***** THE RECORDS *****

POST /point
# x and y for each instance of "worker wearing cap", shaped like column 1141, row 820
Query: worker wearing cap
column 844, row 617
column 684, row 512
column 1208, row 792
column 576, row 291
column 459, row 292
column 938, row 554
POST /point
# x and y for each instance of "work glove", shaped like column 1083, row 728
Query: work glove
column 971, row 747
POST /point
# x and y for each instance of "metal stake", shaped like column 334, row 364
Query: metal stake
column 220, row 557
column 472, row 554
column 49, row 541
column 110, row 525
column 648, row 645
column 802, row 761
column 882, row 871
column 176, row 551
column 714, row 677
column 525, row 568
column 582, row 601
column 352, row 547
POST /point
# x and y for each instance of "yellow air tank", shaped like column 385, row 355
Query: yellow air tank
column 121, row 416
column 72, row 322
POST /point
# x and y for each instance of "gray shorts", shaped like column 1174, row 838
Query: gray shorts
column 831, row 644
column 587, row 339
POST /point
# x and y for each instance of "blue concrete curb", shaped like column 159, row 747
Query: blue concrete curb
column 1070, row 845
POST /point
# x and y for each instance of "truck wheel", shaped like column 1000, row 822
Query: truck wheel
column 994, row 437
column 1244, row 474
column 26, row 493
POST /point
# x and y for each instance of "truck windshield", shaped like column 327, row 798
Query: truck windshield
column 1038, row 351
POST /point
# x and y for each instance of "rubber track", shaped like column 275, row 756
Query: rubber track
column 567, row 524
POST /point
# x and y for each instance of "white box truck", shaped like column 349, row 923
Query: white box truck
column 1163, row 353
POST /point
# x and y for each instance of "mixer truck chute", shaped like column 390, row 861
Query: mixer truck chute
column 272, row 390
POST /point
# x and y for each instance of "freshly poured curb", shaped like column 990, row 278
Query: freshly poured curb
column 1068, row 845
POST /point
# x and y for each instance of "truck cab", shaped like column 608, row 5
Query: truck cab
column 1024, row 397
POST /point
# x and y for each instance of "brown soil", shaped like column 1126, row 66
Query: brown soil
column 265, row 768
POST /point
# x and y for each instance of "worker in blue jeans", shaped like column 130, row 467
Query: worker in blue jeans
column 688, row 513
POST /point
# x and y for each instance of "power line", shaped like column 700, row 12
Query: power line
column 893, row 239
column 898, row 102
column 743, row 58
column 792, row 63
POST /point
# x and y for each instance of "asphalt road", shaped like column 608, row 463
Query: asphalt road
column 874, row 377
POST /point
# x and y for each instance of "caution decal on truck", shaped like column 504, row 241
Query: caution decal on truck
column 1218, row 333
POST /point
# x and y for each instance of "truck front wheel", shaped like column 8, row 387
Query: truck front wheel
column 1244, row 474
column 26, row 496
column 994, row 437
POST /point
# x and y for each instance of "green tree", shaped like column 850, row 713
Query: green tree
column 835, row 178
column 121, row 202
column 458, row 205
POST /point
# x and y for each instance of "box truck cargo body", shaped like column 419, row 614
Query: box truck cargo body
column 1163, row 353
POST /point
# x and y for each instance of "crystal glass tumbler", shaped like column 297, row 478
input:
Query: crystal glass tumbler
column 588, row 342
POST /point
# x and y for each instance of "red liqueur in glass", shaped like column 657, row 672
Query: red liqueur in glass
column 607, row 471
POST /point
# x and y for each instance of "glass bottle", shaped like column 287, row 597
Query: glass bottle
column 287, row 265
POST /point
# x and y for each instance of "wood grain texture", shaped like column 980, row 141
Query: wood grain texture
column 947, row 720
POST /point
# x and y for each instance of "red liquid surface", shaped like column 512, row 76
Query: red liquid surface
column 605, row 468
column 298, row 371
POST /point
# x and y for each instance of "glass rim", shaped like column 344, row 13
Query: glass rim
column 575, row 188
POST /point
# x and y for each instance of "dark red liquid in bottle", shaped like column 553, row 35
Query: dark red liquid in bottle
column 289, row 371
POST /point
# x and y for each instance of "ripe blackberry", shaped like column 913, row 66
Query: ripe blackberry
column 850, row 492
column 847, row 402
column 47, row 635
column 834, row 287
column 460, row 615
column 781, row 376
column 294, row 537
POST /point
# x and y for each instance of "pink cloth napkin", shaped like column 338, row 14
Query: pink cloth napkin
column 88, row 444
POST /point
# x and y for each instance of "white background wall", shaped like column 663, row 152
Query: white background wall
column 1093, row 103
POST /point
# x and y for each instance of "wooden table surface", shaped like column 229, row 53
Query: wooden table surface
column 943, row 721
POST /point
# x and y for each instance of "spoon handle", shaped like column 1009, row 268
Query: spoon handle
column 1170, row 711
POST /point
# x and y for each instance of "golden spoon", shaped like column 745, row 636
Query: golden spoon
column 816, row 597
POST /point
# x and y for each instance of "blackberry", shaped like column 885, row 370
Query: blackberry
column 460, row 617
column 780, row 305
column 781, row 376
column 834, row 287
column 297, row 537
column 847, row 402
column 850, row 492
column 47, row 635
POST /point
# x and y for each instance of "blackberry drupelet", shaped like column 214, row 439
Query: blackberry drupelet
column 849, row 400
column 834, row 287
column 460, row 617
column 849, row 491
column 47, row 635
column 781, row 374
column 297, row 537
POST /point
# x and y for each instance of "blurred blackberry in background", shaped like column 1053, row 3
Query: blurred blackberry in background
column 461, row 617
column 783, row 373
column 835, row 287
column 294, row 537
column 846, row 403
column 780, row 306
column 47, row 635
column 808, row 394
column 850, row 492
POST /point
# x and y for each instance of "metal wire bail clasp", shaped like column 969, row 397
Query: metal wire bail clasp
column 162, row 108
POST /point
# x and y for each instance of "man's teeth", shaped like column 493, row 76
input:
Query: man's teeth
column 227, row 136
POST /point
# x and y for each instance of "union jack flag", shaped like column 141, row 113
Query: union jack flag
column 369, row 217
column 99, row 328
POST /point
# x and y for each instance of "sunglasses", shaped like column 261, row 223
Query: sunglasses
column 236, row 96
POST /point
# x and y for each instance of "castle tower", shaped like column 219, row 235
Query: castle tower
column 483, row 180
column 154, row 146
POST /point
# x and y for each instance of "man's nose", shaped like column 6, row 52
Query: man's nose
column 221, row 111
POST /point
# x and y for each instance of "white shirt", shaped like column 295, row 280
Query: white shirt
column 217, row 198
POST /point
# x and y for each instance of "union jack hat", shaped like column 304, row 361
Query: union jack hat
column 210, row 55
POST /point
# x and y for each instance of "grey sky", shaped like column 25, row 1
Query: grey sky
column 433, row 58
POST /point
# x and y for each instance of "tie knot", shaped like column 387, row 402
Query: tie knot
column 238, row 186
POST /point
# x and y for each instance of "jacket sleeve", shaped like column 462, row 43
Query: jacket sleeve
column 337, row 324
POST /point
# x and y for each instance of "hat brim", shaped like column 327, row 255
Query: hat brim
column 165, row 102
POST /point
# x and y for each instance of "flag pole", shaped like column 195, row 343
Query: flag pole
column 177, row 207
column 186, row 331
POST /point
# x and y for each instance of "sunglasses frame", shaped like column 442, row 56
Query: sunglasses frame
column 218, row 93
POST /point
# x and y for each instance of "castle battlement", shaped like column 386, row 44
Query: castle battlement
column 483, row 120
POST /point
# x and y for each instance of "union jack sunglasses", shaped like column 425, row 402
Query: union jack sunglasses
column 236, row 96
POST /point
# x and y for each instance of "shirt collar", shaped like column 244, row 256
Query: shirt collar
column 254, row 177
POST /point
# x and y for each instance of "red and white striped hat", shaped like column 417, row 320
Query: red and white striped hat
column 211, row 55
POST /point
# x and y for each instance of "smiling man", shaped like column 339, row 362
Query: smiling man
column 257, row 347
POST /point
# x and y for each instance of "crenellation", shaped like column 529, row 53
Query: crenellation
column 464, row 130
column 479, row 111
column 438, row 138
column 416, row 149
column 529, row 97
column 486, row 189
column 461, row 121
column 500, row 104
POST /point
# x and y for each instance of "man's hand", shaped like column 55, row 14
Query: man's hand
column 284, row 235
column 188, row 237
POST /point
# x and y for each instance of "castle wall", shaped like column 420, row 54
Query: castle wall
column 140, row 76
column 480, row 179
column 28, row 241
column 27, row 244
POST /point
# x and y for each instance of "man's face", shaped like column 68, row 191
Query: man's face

*****

● **TASK**
Report every line in the records that contains the word "jeans".

● **COMPLETED EXERCISE**
# x and y for each instance of "worker in blue jeans", shaped like column 130, row 467
Query: worker in blue jeans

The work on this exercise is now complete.